Source records
⁂

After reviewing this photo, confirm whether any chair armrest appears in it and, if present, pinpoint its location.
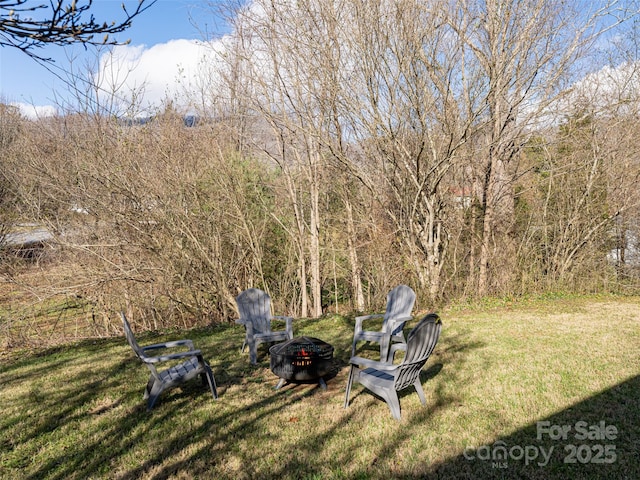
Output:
[355,313,384,333]
[144,350,202,363]
[387,315,413,335]
[389,343,407,363]
[142,339,194,352]
[349,357,398,371]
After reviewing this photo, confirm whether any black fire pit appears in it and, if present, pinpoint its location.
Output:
[269,337,333,390]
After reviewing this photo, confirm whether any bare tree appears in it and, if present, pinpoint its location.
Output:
[0,0,156,61]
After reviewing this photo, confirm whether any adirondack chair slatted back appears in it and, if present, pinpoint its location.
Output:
[394,313,442,390]
[120,314,159,378]
[382,285,416,335]
[236,288,271,334]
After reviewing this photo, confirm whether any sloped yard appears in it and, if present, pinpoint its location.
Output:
[0,297,640,479]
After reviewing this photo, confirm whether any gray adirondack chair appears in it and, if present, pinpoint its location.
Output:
[236,288,293,365]
[344,313,442,420]
[120,312,218,411]
[351,285,416,361]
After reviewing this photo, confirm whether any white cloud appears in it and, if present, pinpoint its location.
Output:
[94,40,224,114]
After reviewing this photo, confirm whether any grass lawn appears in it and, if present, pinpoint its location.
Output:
[0,297,640,479]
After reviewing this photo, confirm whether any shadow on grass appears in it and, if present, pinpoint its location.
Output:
[6,319,592,479]
[420,376,640,480]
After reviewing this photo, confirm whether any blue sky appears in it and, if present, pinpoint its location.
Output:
[0,0,224,114]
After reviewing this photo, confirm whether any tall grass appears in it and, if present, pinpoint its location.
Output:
[0,298,640,479]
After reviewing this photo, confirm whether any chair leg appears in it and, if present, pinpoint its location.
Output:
[344,365,356,408]
[384,390,400,420]
[201,364,218,400]
[249,340,258,365]
[147,382,163,411]
[413,376,427,405]
[380,335,391,362]
[142,375,156,400]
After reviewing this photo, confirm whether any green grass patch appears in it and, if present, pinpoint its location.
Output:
[0,298,640,479]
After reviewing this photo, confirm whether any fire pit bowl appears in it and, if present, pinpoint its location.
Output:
[269,337,333,390]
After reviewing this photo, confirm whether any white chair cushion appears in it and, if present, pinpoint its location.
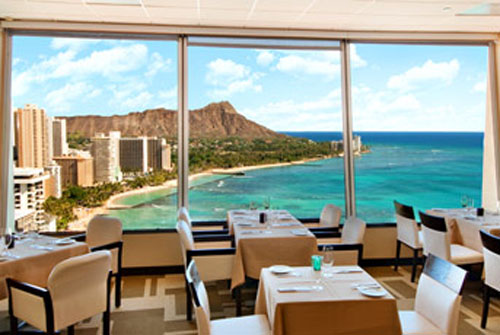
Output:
[417,230,424,248]
[450,244,483,265]
[210,314,271,335]
[399,311,445,335]
[193,255,234,282]
[483,248,500,291]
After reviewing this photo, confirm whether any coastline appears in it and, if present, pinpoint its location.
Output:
[68,156,332,230]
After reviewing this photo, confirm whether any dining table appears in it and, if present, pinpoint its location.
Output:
[0,235,90,300]
[228,210,318,289]
[427,208,500,253]
[255,266,401,335]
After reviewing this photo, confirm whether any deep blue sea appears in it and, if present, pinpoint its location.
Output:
[106,132,483,229]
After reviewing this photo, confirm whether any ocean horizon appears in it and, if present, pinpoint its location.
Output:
[109,131,484,229]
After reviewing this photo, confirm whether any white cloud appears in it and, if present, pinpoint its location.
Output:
[472,81,486,93]
[12,44,148,96]
[121,91,153,110]
[50,37,103,52]
[257,50,274,66]
[241,89,342,131]
[205,58,262,99]
[387,59,460,91]
[45,82,101,115]
[205,58,250,85]
[276,45,367,80]
[146,52,172,77]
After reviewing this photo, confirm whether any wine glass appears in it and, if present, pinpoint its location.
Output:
[460,194,469,208]
[322,245,334,278]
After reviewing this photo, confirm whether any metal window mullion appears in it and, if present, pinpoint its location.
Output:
[483,42,500,203]
[340,40,356,217]
[177,36,189,207]
[0,31,14,231]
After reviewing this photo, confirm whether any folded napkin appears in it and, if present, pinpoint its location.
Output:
[278,286,312,293]
[292,229,307,236]
[330,269,363,273]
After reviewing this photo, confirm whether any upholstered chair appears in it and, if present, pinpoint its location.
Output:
[419,212,483,265]
[480,230,500,328]
[394,201,423,282]
[7,250,111,335]
[186,260,271,335]
[318,217,366,265]
[399,253,467,335]
[176,221,235,320]
[319,204,342,228]
[85,215,123,307]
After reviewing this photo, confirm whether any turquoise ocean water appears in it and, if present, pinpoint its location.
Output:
[109,132,483,229]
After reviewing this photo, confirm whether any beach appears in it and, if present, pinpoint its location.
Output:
[68,156,328,231]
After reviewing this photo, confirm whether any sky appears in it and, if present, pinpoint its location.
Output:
[12,36,487,131]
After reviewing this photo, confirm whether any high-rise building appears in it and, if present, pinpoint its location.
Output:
[43,162,62,199]
[52,119,68,157]
[54,156,94,187]
[120,137,149,173]
[14,104,52,168]
[148,137,171,170]
[14,168,50,230]
[92,131,122,182]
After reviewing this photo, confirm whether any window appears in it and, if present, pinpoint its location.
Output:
[352,44,488,223]
[12,36,177,230]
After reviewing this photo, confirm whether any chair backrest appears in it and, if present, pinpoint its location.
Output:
[341,216,366,244]
[480,230,500,291]
[177,207,193,228]
[186,260,211,335]
[319,204,342,227]
[47,250,111,329]
[394,200,421,249]
[85,215,123,248]
[176,220,194,267]
[415,254,467,335]
[419,212,451,261]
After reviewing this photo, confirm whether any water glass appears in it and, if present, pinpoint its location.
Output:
[460,194,469,208]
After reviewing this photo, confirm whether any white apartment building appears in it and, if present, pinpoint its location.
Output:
[14,168,50,230]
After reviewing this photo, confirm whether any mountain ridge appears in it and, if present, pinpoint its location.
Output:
[61,101,286,139]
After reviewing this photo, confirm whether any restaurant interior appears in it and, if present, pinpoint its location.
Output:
[0,0,500,335]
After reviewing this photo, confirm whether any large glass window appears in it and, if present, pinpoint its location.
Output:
[12,36,177,230]
[188,39,348,220]
[352,44,488,223]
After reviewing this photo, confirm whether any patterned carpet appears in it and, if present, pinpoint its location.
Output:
[0,267,500,335]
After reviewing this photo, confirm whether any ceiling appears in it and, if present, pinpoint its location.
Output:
[0,0,500,33]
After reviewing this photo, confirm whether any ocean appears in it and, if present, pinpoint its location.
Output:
[109,132,483,229]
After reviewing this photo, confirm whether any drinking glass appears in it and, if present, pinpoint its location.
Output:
[322,245,334,278]
[467,197,474,212]
[460,194,469,208]
[0,228,14,256]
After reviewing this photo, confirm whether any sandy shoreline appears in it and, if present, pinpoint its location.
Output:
[68,156,333,230]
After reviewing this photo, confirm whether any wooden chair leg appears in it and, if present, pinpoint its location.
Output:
[186,280,193,321]
[394,240,401,271]
[234,286,241,316]
[411,249,418,283]
[102,311,111,335]
[10,315,17,335]
[481,284,490,329]
[115,274,122,308]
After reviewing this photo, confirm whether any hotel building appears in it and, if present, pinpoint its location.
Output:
[54,156,94,187]
[14,104,52,168]
[14,168,50,230]
[52,119,68,157]
[92,131,122,182]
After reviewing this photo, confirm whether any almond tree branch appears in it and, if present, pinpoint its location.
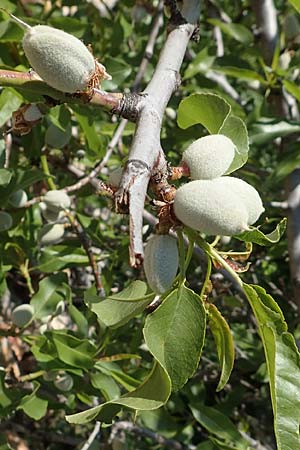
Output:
[115,0,200,267]
[0,69,124,113]
[254,0,300,308]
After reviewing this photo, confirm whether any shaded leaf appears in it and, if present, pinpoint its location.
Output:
[144,287,206,391]
[85,280,155,328]
[30,272,67,320]
[66,363,171,424]
[177,93,231,134]
[219,115,249,174]
[209,303,234,391]
[243,283,300,450]
[234,218,287,246]
[45,331,97,369]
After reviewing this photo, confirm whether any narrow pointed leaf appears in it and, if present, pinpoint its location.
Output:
[243,284,300,450]
[209,304,234,391]
[144,287,206,391]
[66,363,171,424]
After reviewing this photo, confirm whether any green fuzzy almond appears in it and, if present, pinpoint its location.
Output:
[23,25,96,93]
[11,304,34,328]
[44,189,71,212]
[213,177,265,225]
[182,134,235,180]
[174,179,248,236]
[144,234,178,294]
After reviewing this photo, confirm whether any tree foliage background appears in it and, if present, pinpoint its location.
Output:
[0,0,300,450]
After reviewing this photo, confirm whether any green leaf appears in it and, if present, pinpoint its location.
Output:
[0,169,12,186]
[250,118,300,145]
[177,93,231,134]
[288,0,300,13]
[219,115,249,174]
[207,19,253,45]
[17,384,48,420]
[144,287,206,391]
[66,363,171,424]
[208,303,234,391]
[30,272,67,320]
[0,367,12,409]
[213,66,267,85]
[84,280,155,328]
[45,331,97,369]
[72,105,101,154]
[35,245,90,273]
[243,283,300,450]
[90,372,121,401]
[103,57,132,91]
[0,88,22,127]
[282,80,300,102]
[191,404,249,450]
[234,218,287,246]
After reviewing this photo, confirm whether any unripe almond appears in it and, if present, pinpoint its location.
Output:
[11,304,34,328]
[182,134,235,180]
[38,223,65,245]
[9,189,28,208]
[44,189,71,212]
[54,373,74,392]
[174,179,248,236]
[23,25,110,93]
[108,167,123,187]
[213,177,265,225]
[0,211,13,231]
[144,234,178,294]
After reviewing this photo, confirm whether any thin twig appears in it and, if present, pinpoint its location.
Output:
[81,421,101,450]
[65,211,105,297]
[112,420,196,450]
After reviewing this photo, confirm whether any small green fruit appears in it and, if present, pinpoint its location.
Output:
[174,179,248,236]
[182,134,235,180]
[44,189,71,212]
[23,25,109,93]
[144,234,178,294]
[9,189,28,208]
[213,177,265,225]
[45,123,71,148]
[11,304,34,328]
[0,211,13,231]
[54,373,74,392]
[108,167,123,187]
[38,223,65,245]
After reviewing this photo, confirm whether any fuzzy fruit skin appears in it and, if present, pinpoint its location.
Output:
[12,304,34,328]
[213,177,265,225]
[174,179,248,236]
[182,134,235,180]
[44,189,71,212]
[144,234,178,294]
[0,211,13,231]
[9,189,28,208]
[23,25,96,93]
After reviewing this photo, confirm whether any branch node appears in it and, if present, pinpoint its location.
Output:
[112,93,143,122]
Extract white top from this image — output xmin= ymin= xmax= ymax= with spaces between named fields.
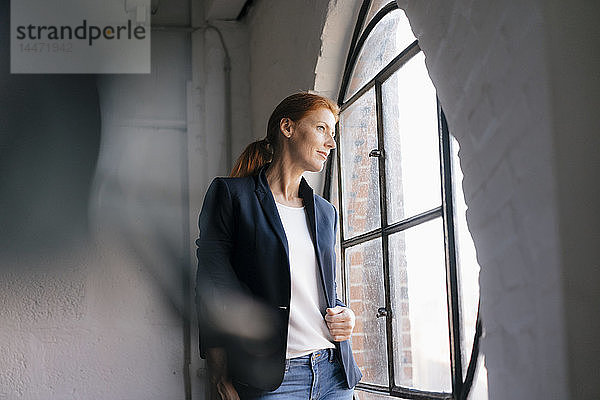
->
xmin=276 ymin=202 xmax=335 ymax=358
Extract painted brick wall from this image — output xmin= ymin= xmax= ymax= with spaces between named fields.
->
xmin=399 ymin=0 xmax=567 ymax=399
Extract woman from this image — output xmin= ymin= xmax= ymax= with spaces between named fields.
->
xmin=196 ymin=93 xmax=362 ymax=400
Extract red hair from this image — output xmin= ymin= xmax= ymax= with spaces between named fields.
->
xmin=229 ymin=92 xmax=340 ymax=177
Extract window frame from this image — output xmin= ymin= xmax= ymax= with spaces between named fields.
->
xmin=323 ymin=0 xmax=482 ymax=400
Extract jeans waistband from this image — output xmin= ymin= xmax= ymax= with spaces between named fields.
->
xmin=285 ymin=348 xmax=337 ymax=364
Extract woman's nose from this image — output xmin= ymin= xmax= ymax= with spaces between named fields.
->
xmin=325 ymin=136 xmax=335 ymax=149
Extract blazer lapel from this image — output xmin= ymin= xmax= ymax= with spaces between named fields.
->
xmin=255 ymin=164 xmax=333 ymax=307
xmin=298 ymin=177 xmax=333 ymax=307
xmin=254 ymin=164 xmax=290 ymax=265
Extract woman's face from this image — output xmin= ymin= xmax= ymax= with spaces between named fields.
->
xmin=280 ymin=108 xmax=335 ymax=172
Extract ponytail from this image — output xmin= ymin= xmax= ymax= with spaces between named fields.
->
xmin=229 ymin=138 xmax=273 ymax=178
xmin=229 ymin=92 xmax=340 ymax=177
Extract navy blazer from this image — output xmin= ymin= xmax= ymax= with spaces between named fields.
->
xmin=196 ymin=164 xmax=362 ymax=390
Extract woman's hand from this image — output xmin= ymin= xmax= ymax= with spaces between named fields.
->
xmin=325 ymin=306 xmax=356 ymax=342
xmin=206 ymin=348 xmax=240 ymax=400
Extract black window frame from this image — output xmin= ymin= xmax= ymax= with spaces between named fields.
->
xmin=323 ymin=0 xmax=482 ymax=400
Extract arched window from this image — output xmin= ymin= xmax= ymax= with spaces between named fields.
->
xmin=324 ymin=0 xmax=485 ymax=399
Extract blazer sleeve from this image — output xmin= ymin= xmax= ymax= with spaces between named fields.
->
xmin=196 ymin=178 xmax=240 ymax=358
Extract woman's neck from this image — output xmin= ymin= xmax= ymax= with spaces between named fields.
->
xmin=265 ymin=158 xmax=304 ymax=206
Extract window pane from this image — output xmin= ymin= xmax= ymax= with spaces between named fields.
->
xmin=360 ymin=0 xmax=390 ymax=38
xmin=450 ymin=136 xmax=487 ymax=400
xmin=382 ymin=52 xmax=442 ymax=223
xmin=346 ymin=238 xmax=389 ymax=386
xmin=354 ymin=389 xmax=398 ymax=400
xmin=344 ymin=9 xmax=415 ymax=101
xmin=339 ymin=90 xmax=381 ymax=239
xmin=389 ymin=218 xmax=452 ymax=392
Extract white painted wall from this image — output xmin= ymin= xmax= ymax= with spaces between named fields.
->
xmin=247 ymin=0 xmax=338 ymax=193
xmin=398 ymin=0 xmax=600 ymax=399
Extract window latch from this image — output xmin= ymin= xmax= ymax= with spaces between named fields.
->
xmin=377 ymin=307 xmax=388 ymax=318
xmin=369 ymin=149 xmax=383 ymax=157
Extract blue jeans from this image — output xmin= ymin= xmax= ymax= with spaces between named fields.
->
xmin=235 ymin=349 xmax=354 ymax=400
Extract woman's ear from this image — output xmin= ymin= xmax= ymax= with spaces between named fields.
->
xmin=279 ymin=117 xmax=294 ymax=139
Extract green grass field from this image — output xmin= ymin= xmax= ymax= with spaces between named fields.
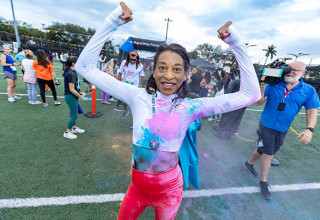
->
xmin=0 ymin=59 xmax=320 ymax=220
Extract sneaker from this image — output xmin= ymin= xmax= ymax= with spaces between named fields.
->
xmin=12 ymin=96 xmax=22 ymax=100
xmin=63 ymin=132 xmax=78 ymax=139
xmin=71 ymin=127 xmax=86 ymax=134
xmin=208 ymin=117 xmax=214 ymax=121
xmin=113 ymin=106 xmax=122 ymax=112
xmin=243 ymin=161 xmax=258 ymax=178
xmin=8 ymin=97 xmax=16 ymax=102
xmin=260 ymin=181 xmax=272 ymax=200
xmin=31 ymin=100 xmax=42 ymax=105
xmin=121 ymin=111 xmax=129 ymax=119
xmin=54 ymin=101 xmax=61 ymax=105
xmin=271 ymin=157 xmax=280 ymax=167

⁂

Scale the lines of the material above, from the line that contains "After reviewing this photo, confirm whether any window" through the line that contains "[61,101,286,139]", inclusive, repeating the request lines unchanged. Multiply every bounding-box coordinate in the answers by 1.15 and round each result to a whole number, with halves rounded up.

[Task solution]:
After reviewing this photo, confirm whether any window appears in it and, if present, pinpoint its location.
Output:
[405,51,561,256]
[14,41,204,265]
After reviewing this photo, confirm whether any chair backrest appears in it and, if present, pinpoint its location.
Output:
[392,248,421,281]
[552,265,575,335]
[204,238,222,262]
[214,299,243,385]
[367,235,393,261]
[54,288,128,378]
[453,230,484,286]
[98,247,141,285]
[202,253,223,307]
[477,292,537,385]
[482,244,519,300]
After reviewing this photo, confirm whether any water glass appears in it and, if present, pinpoint its location.
Output:
[529,223,539,239]
After reviewing this photo, confirm whether any white apartment building appears in it and, if present, pinpoint its location.
Output:
[16,193,58,265]
After reviewing this photo, confirm whether any mountain ridge appears in it and, if present, pinpoint its location.
Output:
[70,116,329,160]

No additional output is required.